Given task: Rewrite each item with "chrome trunk emblem" changed to "chrome rear badge" wherever it occurs, leaving everything else as it is.

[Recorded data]

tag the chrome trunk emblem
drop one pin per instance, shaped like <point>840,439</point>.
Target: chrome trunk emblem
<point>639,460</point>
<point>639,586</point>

Exercise result:
tag the chrome rear badge
drop one pin per instance, shaped like <point>840,439</point>.
Target: chrome rear badge
<point>639,460</point>
<point>639,586</point>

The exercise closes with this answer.